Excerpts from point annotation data
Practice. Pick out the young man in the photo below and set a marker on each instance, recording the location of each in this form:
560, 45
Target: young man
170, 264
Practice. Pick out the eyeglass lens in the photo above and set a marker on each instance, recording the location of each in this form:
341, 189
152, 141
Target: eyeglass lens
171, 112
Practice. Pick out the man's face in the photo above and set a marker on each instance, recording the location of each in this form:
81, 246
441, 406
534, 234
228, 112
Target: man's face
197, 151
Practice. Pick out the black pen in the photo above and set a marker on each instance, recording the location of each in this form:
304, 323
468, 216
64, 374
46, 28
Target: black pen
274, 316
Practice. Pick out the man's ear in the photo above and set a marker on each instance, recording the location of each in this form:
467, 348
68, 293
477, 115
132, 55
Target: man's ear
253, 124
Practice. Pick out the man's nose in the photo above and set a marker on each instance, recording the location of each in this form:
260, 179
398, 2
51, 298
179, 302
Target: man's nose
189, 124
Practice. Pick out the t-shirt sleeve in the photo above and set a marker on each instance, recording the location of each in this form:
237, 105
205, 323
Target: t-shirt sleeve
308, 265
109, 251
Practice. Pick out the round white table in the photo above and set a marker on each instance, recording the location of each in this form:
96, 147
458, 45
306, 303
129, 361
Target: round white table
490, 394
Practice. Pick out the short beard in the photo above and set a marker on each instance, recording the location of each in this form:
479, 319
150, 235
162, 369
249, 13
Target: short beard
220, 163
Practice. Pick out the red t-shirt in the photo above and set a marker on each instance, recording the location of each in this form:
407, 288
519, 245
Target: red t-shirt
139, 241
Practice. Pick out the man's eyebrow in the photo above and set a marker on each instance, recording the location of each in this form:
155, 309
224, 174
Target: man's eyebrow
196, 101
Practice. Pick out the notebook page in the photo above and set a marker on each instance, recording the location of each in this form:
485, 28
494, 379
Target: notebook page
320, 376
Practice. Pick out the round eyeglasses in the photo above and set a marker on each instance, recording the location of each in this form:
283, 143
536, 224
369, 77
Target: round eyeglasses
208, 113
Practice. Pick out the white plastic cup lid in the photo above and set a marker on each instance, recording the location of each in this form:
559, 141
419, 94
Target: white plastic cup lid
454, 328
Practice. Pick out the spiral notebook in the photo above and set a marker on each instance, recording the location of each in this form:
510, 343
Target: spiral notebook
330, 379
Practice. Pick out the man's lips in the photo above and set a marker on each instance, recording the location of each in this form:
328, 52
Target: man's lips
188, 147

◆ **What to produce**
Return exactly the lines from the one containing "Practice. Pick out the round white" through the last line of the records above, both included, and nothing else.

◆ **The answer**
Practice. Pick out the round white table in the photo above and set a marker on each instance, recording the location of each in this form:
96, 147
458, 45
306, 303
129, 361
Target: round white table
490, 394
Practice. Pick out the short beard in the photo above and set a marker on each instance, recording the location of each in this form:
479, 319
150, 235
162, 369
249, 13
Target: short beard
220, 163
Practice. Pick out the red t-shirt in the photo above and set a marker on each instance, recording the location of each in this form:
407, 288
519, 245
Target: red t-shirt
139, 241
Practice. Pick out the man's eyebrow in the photo above and set a marker on each instance, recording the location of each in this form:
155, 309
224, 174
Target: man's eyebrow
196, 101
Practice. Pick out the notebook page in the photo above and set a marker on each instance, recording the location of each in this form:
485, 28
494, 379
Target: notebook page
320, 376
Practice. Pick out the round eyeglasses in the photo above and set a marker on each instance, recording the location of each in this form:
283, 143
536, 224
369, 77
Target: round eyeglasses
208, 113
Practice. Pick out the white plastic cup lid in the photo above and set a marker on each instance, recording the location of each in this form:
559, 141
419, 94
Target: white plastic cup lid
454, 328
Practice. Pick out the spiral notebook in the photo above and set a marker on each instance, recording the location of each in this form:
510, 343
Target: spiral notebook
330, 379
Practice. Pick out the man's lips in the photo above and set a marker on each instance, recording the location of each in this form:
328, 52
Target: man's lips
188, 147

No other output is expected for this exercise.